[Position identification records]
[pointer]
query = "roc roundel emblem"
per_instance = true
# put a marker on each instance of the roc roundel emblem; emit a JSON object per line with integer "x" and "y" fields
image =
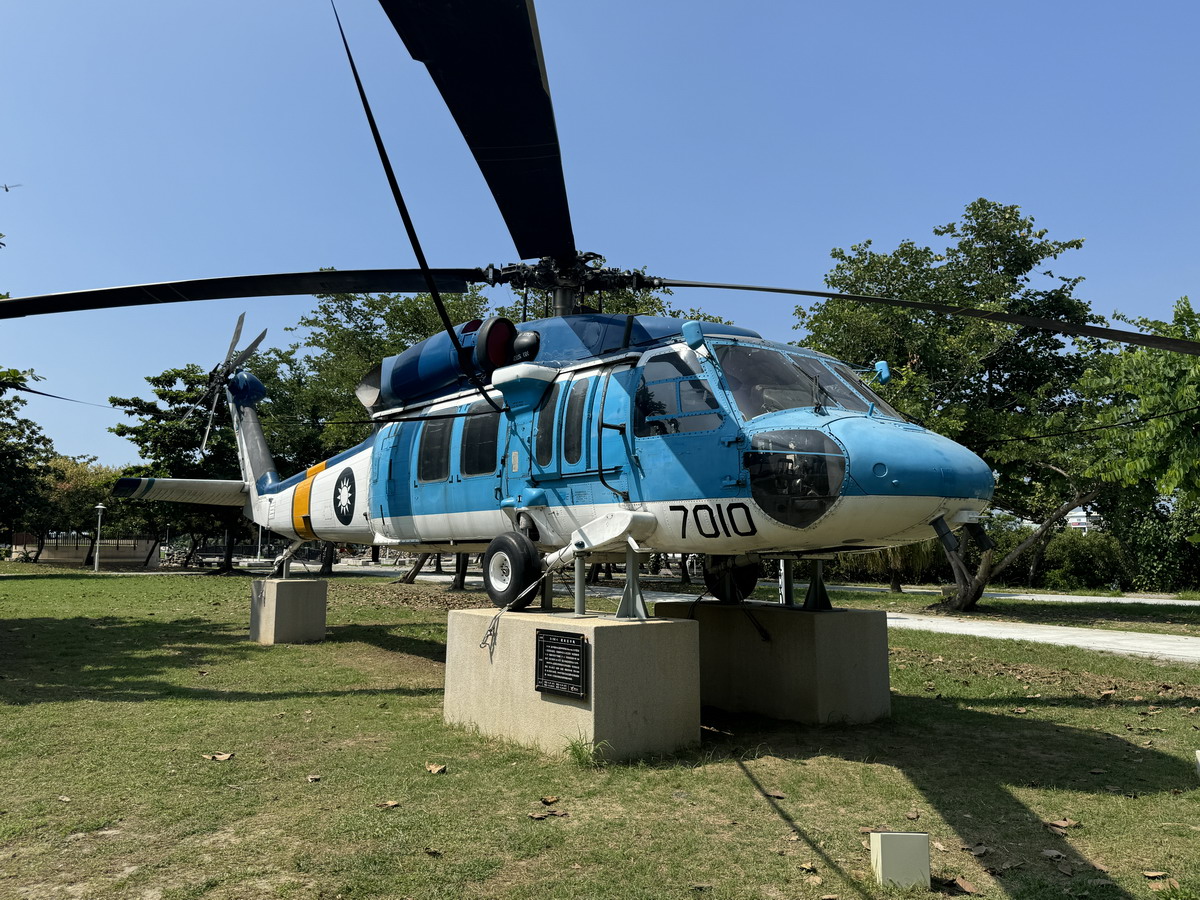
{"x": 343, "y": 496}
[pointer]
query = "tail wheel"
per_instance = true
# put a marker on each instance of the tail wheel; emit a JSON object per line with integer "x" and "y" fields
{"x": 727, "y": 582}
{"x": 511, "y": 567}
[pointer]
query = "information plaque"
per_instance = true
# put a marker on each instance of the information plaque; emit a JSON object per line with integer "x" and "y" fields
{"x": 562, "y": 664}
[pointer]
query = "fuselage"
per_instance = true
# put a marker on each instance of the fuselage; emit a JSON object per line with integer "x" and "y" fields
{"x": 735, "y": 444}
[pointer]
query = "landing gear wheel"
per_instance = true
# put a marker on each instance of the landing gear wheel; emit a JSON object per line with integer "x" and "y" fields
{"x": 511, "y": 564}
{"x": 727, "y": 582}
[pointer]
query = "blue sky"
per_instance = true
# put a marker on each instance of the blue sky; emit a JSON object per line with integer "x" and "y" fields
{"x": 705, "y": 141}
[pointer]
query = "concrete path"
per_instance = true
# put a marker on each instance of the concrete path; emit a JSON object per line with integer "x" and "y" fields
{"x": 1038, "y": 598}
{"x": 1129, "y": 643}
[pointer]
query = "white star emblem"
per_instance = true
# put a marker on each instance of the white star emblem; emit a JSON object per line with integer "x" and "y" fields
{"x": 345, "y": 497}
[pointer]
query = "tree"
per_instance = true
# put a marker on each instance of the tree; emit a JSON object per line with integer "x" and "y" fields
{"x": 169, "y": 439}
{"x": 24, "y": 454}
{"x": 997, "y": 389}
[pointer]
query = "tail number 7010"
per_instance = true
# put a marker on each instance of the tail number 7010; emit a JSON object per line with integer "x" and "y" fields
{"x": 717, "y": 520}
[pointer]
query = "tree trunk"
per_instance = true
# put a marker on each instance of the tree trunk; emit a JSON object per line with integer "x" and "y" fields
{"x": 460, "y": 571}
{"x": 328, "y": 555}
{"x": 970, "y": 586}
{"x": 418, "y": 564}
{"x": 227, "y": 557}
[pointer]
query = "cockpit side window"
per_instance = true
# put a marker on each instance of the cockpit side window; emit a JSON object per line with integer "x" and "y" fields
{"x": 673, "y": 397}
{"x": 765, "y": 379}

■ Short task ■
Pick out each line in the items above that contains the word "side" and copy it.

■ Exercise output ■
query = "cockpit side window"
# put a marker on each instance of the cockpit side window; emit a JSON object per line with integer "x" and "y" fields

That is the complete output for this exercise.